# Your instructions:
In the copy, include no pictures, but reproduce every record exactly.

# Stored data entries:

--*--

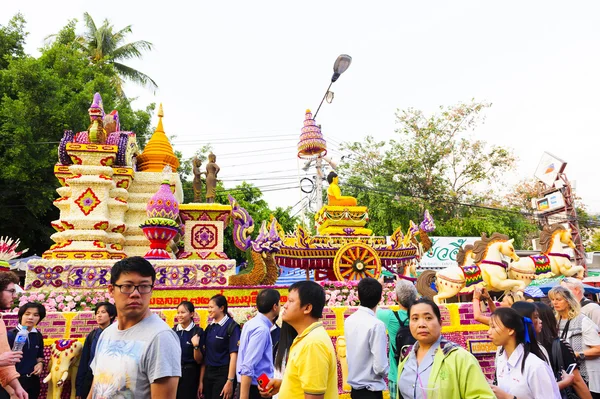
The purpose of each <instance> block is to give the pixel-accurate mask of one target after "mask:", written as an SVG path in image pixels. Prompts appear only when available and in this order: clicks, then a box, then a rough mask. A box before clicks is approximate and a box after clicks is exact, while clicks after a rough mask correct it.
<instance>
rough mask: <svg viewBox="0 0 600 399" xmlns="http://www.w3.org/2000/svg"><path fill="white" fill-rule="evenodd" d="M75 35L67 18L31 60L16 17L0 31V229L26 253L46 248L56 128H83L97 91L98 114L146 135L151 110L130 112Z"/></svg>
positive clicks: (51, 191)
mask: <svg viewBox="0 0 600 399" xmlns="http://www.w3.org/2000/svg"><path fill="white" fill-rule="evenodd" d="M76 38H77V35H76V33H75V21H70V22H69V23H68V24H67V25H66V26H65V27H64V28H62V29H61V30H60V32H58V33H57V34H56V35H54V40H53V41H52V42H51V43H49V44H47V45H46V46H44V47H43V48H42V49H41V55H40V56H39V57H37V58H35V57H32V56H28V55H25V54H24V53H23V44H24V42H25V39H26V34H25V21H24V20H23V18H22V16H20V15H17V16H15V17H14V18H13V19H12V20H11V21H10V22H9V23H8V25H7V26H0V51H1V53H0V60H2V63H0V157H1V158H2V160H3V167H2V168H1V169H0V184H2V187H4V189H3V190H2V191H1V192H0V206H1V207H2V210H3V212H2V213H0V229H1V230H2V232H3V234H8V235H10V236H14V237H19V238H21V241H22V242H23V244H24V246H27V247H29V248H31V253H34V252H35V253H38V254H41V253H42V252H43V251H44V250H46V249H48V247H49V245H50V244H51V243H52V242H51V240H50V238H49V236H50V235H51V233H52V229H51V228H50V227H49V226H50V222H51V221H52V220H55V219H57V218H58V210H57V209H56V208H55V207H54V206H53V204H52V201H53V200H54V199H55V198H56V192H55V189H56V188H57V187H58V186H59V184H58V181H57V179H56V178H55V177H54V175H53V166H54V164H55V163H56V161H57V147H58V142H59V141H60V139H61V137H62V135H63V131H64V130H67V129H69V130H73V131H82V130H87V128H88V126H89V116H88V112H87V110H88V108H89V106H90V102H91V100H92V97H93V95H94V93H95V92H100V93H101V94H102V99H103V102H104V107H105V109H107V110H111V109H118V111H119V117H120V121H121V126H122V129H123V130H131V131H135V132H136V133H137V134H138V136H139V137H140V138H141V139H142V140H144V139H145V138H146V137H148V136H149V135H150V134H151V124H150V120H151V114H150V112H151V111H152V110H153V109H154V105H153V104H151V105H149V106H148V107H147V108H146V110H134V109H132V107H131V103H130V101H129V100H128V99H127V98H125V97H124V96H122V95H119V94H118V91H117V88H116V87H115V77H116V76H118V75H117V71H116V70H115V68H114V66H113V65H111V64H108V63H106V64H103V65H96V66H93V67H92V66H90V63H89V59H88V58H87V56H86V55H85V54H84V53H82V52H81V51H80V50H79V49H78V47H77V45H76V44H75V43H76Z"/></svg>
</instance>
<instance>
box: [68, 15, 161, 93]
mask: <svg viewBox="0 0 600 399" xmlns="http://www.w3.org/2000/svg"><path fill="white" fill-rule="evenodd" d="M83 20H84V23H85V26H86V32H85V33H84V34H83V35H82V36H78V37H77V41H76V43H78V44H79V47H80V48H81V50H82V51H83V52H84V53H85V54H87V55H88V57H89V59H90V61H91V62H92V63H94V64H96V65H103V64H110V65H112V66H113V67H114V68H115V70H116V71H117V73H118V76H117V77H116V80H115V81H114V82H113V83H114V85H115V87H116V88H117V89H118V90H119V91H120V93H121V92H122V87H123V78H125V79H129V80H131V81H132V82H135V83H138V84H140V85H142V86H147V87H149V88H150V89H152V90H156V89H157V88H158V85H157V84H156V82H154V80H152V78H151V77H150V76H148V75H146V74H144V73H143V72H140V71H138V70H137V69H134V68H131V67H129V66H127V65H125V64H124V63H123V61H126V60H129V59H132V58H142V53H143V52H144V51H149V50H152V48H153V45H152V43H150V42H147V41H145V40H138V41H135V42H131V43H126V38H127V36H128V35H129V34H131V32H132V29H131V25H127V26H126V27H124V28H123V29H120V30H118V31H115V29H114V26H113V25H112V24H111V23H110V21H109V20H108V19H105V20H104V22H102V25H100V26H99V27H98V26H97V25H96V23H95V22H94V19H93V18H92V16H91V15H90V14H88V13H87V12H86V13H84V14H83Z"/></svg>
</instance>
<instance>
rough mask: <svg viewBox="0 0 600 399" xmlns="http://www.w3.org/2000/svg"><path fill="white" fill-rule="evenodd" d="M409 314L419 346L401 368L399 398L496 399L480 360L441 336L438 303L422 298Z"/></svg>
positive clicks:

--*--

# Answer to the problem:
The purpose of each <instance> block is to give the pixel-accurate mask of one target after "mask:", written as an SVG path in image pixels. Prompts appear only when available and in this order: clicks, then a box, then a rough mask. A box before clicks is approximate and a box after clicks is exact, while clicks after a rough mask correct it.
<instance>
rough mask: <svg viewBox="0 0 600 399" xmlns="http://www.w3.org/2000/svg"><path fill="white" fill-rule="evenodd" d="M75 35L67 18L31 60L16 17L0 31V229L26 253L46 248L56 128H83L97 91L98 114L146 135L151 110L130 112Z"/></svg>
positive clicks: (51, 191)
mask: <svg viewBox="0 0 600 399" xmlns="http://www.w3.org/2000/svg"><path fill="white" fill-rule="evenodd" d="M76 38H77V35H76V33H75V21H70V22H69V23H68V24H67V25H66V26H65V27H64V28H62V29H61V30H60V32H58V33H57V34H56V35H54V40H53V41H52V42H51V43H49V44H47V45H46V46H44V47H43V48H42V49H41V55H40V56H39V57H37V58H35V57H32V56H28V55H25V54H24V53H23V44H24V42H25V39H26V34H25V21H24V20H23V18H22V16H20V15H17V16H15V17H14V18H13V19H12V20H11V21H10V22H9V23H8V25H7V26H0V51H1V53H0V60H2V63H0V157H1V158H2V160H3V167H2V168H1V169H0V184H2V187H4V189H3V190H2V191H1V192H0V206H1V207H2V210H3V212H2V213H0V229H1V230H2V232H3V234H8V235H10V236H14V237H19V238H21V241H22V242H23V244H24V246H27V247H29V248H31V253H34V252H35V253H38V254H41V253H42V252H43V251H44V250H46V249H48V247H49V245H50V244H51V243H52V242H51V240H50V238H49V236H50V235H51V233H52V229H51V228H50V227H49V226H50V222H51V221H52V220H55V219H57V218H58V210H57V209H56V208H55V207H54V206H53V204H52V201H53V200H54V199H55V198H56V192H55V189H56V188H57V187H58V186H59V184H58V181H57V179H56V178H55V177H54V175H53V166H54V164H55V163H56V161H57V147H58V142H59V141H60V139H61V137H62V135H63V131H64V130H67V129H69V130H73V131H82V130H87V128H88V126H89V116H88V112H87V110H88V108H89V106H90V102H91V100H92V97H93V95H94V93H95V92H100V93H101V94H102V99H103V102H104V107H105V109H107V110H111V109H118V111H119V117H120V121H121V126H122V129H123V130H131V131H135V132H136V133H137V134H138V136H139V137H140V138H141V139H142V140H144V139H145V138H146V137H148V136H149V135H150V134H151V124H150V120H151V114H150V112H151V111H152V110H153V109H154V105H153V104H151V105H149V106H148V107H147V108H146V110H134V109H132V107H131V103H130V101H129V100H128V99H127V98H125V97H124V96H122V95H119V94H118V91H117V88H116V87H115V77H116V76H118V75H117V71H116V70H115V68H114V66H113V65H111V64H108V63H106V64H103V65H96V66H93V67H92V66H90V63H89V59H88V58H87V56H86V55H85V54H84V53H82V52H81V51H80V50H79V49H78V47H77V45H76V44H75V43H76Z"/></svg>
</instance>
<instance>
box: [68, 15, 161, 93]
mask: <svg viewBox="0 0 600 399" xmlns="http://www.w3.org/2000/svg"><path fill="white" fill-rule="evenodd" d="M83 20H84V23H85V26H86V32H85V33H84V34H83V35H82V36H78V37H77V41H76V43H78V44H79V47H80V48H81V50H82V51H83V52H84V53H85V54H87V55H88V57H89V59H90V61H91V62H92V63H94V64H96V65H103V64H110V65H112V66H113V67H114V68H115V70H116V71H117V73H118V76H117V77H116V80H115V81H114V82H113V83H114V85H115V87H116V88H117V89H118V90H119V91H120V93H121V92H122V87H123V78H125V79H129V80H131V81H132V82H135V83H138V84H140V85H142V86H147V87H149V88H150V89H152V90H156V89H157V88H158V85H157V84H156V82H154V80H152V78H151V77H150V76H148V75H146V74H144V73H143V72H140V71H138V70H137V69H134V68H131V67H129V66H127V65H125V64H124V63H123V61H126V60H129V59H132V58H142V53H143V52H144V51H149V50H152V48H153V45H152V43H150V42H147V41H145V40H138V41H135V42H131V43H126V38H127V36H128V35H129V34H131V32H132V29H131V25H127V26H126V27H124V28H123V29H120V30H118V31H115V29H114V26H113V25H112V24H111V23H110V21H109V20H108V19H105V20H104V22H102V25H100V26H99V27H98V26H97V25H96V23H95V22H94V19H93V18H92V16H91V15H90V14H88V13H87V12H86V13H84V14H83Z"/></svg>
</instance>
<instance>
rough mask: <svg viewBox="0 0 600 399" xmlns="http://www.w3.org/2000/svg"><path fill="white" fill-rule="evenodd" d="M409 314L419 346L401 368L399 398L496 399L480 360L441 336L438 303L422 298Z"/></svg>
positive clicks:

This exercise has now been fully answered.